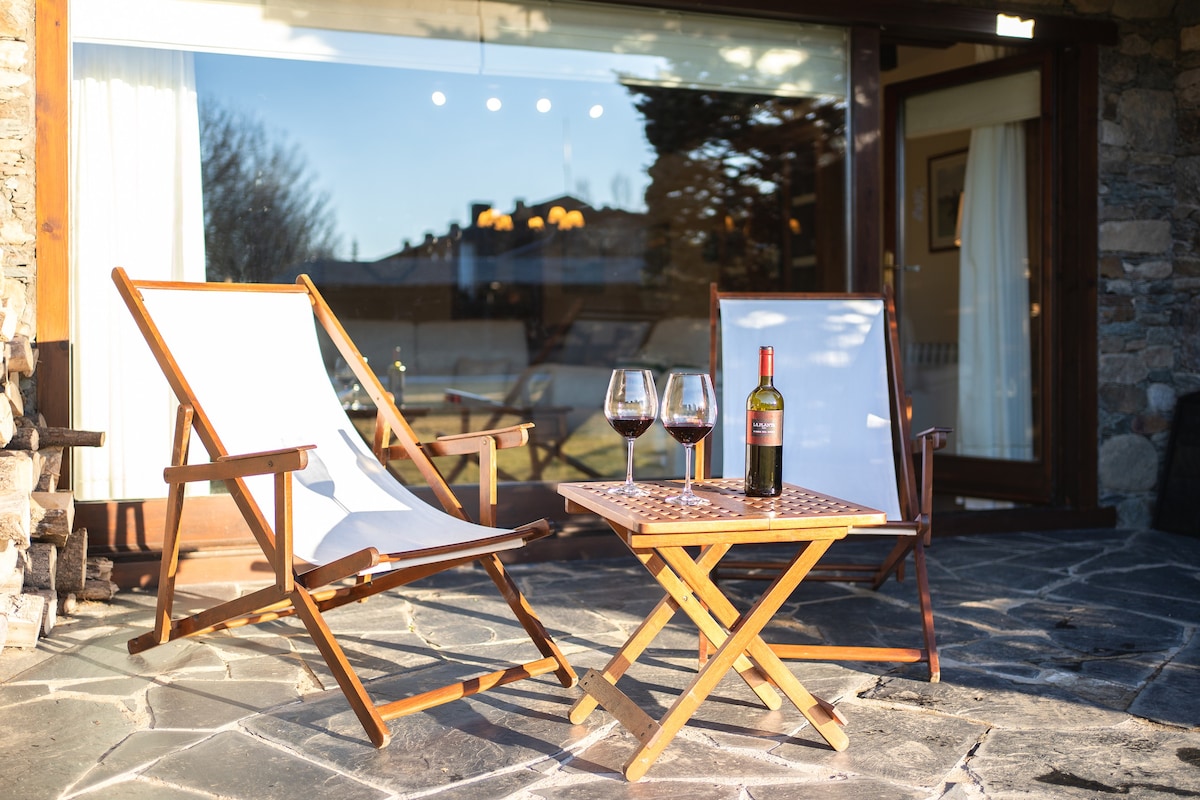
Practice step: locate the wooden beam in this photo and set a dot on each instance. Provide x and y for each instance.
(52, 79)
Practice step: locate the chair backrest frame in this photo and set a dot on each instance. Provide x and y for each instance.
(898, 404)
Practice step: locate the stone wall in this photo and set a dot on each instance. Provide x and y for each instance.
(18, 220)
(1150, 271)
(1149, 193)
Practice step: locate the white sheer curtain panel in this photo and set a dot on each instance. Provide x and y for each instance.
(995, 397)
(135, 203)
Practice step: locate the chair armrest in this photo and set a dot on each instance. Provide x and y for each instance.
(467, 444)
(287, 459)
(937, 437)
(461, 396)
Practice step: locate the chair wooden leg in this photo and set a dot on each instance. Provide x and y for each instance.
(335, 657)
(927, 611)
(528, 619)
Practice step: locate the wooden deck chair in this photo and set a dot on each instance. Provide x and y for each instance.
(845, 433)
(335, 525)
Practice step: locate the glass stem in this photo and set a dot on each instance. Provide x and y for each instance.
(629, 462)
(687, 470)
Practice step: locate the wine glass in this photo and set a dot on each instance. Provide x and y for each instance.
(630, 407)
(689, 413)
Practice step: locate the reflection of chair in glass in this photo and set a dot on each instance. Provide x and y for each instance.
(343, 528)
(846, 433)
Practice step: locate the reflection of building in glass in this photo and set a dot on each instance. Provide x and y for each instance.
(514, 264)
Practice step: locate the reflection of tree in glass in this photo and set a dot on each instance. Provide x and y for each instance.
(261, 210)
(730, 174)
•••••
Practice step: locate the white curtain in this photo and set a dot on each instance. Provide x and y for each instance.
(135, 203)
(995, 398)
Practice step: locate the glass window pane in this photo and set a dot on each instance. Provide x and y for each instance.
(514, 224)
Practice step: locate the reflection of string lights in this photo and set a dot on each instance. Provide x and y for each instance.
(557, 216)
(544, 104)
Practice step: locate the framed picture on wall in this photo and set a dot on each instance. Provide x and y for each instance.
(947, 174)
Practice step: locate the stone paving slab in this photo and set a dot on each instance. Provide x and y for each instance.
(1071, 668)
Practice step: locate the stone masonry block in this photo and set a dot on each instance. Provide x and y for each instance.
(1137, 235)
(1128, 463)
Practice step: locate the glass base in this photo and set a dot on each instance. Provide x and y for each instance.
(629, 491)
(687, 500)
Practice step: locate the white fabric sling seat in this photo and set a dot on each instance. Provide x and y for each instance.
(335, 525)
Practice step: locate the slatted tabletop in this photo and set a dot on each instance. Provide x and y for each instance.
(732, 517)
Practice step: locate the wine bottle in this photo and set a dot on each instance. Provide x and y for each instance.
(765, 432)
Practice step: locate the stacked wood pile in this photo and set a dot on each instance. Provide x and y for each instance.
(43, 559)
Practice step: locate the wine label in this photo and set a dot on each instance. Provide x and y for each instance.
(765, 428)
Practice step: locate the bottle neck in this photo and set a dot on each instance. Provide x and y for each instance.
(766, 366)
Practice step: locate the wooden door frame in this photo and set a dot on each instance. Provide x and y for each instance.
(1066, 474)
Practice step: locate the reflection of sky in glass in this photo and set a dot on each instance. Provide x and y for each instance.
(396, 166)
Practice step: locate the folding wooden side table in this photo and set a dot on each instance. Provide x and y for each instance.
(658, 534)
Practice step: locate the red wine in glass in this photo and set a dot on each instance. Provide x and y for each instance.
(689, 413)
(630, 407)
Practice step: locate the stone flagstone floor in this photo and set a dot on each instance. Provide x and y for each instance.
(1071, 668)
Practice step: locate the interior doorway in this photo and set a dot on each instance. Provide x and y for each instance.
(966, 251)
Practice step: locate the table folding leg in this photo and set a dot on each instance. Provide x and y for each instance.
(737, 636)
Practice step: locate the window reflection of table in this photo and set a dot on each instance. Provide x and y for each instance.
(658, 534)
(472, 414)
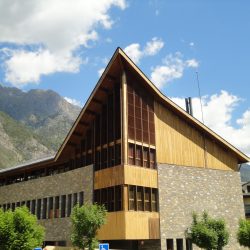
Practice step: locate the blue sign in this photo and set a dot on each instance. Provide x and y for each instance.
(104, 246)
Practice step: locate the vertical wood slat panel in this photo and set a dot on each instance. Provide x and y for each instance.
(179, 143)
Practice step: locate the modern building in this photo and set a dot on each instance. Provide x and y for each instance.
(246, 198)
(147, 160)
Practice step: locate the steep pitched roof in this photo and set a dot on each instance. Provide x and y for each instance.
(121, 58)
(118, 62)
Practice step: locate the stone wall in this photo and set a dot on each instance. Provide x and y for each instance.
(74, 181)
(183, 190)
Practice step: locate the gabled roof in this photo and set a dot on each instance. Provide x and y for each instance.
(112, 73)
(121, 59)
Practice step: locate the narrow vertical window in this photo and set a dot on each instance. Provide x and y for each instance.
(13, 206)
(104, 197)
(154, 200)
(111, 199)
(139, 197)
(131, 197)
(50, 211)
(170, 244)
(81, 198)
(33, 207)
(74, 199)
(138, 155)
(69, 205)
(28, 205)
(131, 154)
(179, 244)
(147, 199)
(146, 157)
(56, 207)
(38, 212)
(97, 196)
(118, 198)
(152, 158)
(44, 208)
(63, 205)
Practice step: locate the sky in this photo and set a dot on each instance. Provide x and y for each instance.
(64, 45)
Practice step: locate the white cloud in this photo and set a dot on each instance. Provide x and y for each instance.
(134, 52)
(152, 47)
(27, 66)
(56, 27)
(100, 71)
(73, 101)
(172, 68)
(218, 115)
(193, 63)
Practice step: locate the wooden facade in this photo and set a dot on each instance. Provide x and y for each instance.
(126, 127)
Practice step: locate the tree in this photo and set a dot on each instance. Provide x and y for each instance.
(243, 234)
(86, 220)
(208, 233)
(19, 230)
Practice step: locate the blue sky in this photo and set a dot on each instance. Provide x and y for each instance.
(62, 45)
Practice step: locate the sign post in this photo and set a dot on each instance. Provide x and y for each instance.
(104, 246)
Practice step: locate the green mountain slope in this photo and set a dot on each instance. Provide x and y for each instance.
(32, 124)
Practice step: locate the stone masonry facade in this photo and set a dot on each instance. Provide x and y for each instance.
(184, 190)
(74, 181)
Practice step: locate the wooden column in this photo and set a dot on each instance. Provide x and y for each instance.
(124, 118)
•••••
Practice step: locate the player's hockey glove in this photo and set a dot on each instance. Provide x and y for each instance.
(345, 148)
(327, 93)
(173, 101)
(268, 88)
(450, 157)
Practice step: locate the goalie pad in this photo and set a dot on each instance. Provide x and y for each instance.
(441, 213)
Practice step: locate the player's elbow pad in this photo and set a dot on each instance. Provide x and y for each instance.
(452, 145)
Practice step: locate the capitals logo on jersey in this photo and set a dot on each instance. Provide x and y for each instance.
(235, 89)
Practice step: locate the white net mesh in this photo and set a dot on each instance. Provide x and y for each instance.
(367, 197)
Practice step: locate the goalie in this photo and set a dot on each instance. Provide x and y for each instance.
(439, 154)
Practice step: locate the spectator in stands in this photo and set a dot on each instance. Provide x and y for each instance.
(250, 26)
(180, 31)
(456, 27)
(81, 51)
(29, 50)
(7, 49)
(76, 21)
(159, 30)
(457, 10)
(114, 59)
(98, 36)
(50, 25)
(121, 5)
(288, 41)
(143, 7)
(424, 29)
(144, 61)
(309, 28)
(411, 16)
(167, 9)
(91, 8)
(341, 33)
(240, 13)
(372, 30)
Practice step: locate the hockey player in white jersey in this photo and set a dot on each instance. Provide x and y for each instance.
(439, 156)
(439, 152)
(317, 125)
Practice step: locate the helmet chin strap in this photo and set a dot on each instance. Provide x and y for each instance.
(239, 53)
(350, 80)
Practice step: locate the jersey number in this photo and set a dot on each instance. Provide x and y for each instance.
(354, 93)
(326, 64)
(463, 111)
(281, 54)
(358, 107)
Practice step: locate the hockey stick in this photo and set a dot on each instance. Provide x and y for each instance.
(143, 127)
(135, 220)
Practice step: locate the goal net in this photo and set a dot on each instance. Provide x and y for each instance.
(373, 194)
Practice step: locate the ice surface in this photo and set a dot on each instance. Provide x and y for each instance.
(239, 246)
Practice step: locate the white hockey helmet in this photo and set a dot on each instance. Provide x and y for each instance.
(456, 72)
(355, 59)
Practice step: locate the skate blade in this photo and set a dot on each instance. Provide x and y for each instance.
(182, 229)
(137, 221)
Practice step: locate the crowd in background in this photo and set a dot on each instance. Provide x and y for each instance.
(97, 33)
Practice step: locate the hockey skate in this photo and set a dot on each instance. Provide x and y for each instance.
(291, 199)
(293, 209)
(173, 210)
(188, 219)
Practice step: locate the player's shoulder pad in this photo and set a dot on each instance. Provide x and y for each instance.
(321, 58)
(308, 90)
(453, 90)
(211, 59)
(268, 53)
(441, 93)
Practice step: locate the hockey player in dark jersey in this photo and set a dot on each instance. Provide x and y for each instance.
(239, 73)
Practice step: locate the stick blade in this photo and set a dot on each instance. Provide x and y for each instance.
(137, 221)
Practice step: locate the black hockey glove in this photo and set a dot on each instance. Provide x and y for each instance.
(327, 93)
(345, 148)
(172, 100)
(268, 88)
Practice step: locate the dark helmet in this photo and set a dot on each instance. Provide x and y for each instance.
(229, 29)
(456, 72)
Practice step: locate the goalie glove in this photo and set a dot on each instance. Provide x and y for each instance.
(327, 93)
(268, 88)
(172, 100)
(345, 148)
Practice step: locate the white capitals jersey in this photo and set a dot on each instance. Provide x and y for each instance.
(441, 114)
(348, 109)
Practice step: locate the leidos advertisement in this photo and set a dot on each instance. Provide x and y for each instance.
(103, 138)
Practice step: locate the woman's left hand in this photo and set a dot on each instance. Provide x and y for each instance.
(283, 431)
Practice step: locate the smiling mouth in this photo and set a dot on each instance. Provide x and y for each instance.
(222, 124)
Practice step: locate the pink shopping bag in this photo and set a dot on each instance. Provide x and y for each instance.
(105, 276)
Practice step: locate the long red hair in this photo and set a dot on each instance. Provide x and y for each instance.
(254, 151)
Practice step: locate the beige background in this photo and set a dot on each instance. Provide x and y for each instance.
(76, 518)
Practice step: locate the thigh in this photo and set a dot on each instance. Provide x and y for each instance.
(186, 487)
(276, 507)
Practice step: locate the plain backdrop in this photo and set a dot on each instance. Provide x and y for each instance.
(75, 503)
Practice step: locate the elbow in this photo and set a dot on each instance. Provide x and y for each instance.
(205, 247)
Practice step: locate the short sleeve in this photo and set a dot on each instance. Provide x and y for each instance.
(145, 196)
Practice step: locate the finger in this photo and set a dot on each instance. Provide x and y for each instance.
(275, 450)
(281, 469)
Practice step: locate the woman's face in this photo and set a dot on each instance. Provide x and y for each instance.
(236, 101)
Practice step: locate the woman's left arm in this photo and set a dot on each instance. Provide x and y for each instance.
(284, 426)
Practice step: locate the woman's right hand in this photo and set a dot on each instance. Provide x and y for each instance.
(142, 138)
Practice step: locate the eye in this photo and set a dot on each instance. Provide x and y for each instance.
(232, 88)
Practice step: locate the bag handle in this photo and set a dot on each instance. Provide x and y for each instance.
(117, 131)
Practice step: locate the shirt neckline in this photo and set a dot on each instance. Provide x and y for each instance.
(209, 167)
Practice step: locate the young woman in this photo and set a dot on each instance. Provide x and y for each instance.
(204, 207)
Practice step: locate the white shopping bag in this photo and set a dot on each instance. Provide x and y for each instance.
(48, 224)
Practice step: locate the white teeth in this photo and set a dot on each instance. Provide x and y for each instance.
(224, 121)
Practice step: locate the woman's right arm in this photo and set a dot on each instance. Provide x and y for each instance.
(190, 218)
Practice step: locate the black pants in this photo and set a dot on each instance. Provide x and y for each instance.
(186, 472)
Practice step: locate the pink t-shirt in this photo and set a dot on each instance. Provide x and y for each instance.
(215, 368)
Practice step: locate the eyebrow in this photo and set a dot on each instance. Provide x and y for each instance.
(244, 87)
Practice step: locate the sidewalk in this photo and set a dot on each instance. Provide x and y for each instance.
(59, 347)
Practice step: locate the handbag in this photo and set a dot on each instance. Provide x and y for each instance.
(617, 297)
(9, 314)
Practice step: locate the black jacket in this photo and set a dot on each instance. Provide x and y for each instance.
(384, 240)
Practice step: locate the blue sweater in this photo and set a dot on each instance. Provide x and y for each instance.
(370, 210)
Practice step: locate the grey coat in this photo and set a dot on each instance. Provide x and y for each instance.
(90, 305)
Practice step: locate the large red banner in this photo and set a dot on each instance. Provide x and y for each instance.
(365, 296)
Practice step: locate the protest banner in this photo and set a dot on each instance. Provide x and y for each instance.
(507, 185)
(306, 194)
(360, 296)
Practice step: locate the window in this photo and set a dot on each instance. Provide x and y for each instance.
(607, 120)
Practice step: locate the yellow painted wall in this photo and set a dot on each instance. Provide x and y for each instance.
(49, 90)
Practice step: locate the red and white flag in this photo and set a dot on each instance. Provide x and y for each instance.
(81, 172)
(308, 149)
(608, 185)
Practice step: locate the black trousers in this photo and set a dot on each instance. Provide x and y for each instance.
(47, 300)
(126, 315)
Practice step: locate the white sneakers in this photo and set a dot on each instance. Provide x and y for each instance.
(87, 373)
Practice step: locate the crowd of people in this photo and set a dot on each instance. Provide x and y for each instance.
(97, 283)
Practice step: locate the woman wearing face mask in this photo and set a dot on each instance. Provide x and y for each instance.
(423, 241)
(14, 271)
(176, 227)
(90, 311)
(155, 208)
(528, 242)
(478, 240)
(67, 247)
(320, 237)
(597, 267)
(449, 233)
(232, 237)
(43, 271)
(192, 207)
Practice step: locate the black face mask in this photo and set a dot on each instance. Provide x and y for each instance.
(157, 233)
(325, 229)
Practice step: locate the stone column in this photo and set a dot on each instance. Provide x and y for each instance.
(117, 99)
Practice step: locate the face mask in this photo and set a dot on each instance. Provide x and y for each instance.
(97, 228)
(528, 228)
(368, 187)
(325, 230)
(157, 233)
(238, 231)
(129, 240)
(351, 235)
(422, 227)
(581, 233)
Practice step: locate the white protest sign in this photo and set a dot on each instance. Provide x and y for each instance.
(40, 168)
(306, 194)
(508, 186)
•••••
→ EXERCISE DESCRIPTION: Report each line of the listing above that contains the word "shopping". Letter case must match.

→ WRITTEN RESPONSE:
Practice step: locate the pink shopping bag in this photo and set a dot on each instance. Provide x and y for each instance.
Practice step: locate the white shopping bag in this photo and set a dot on each instance. Provide x and y for each instance.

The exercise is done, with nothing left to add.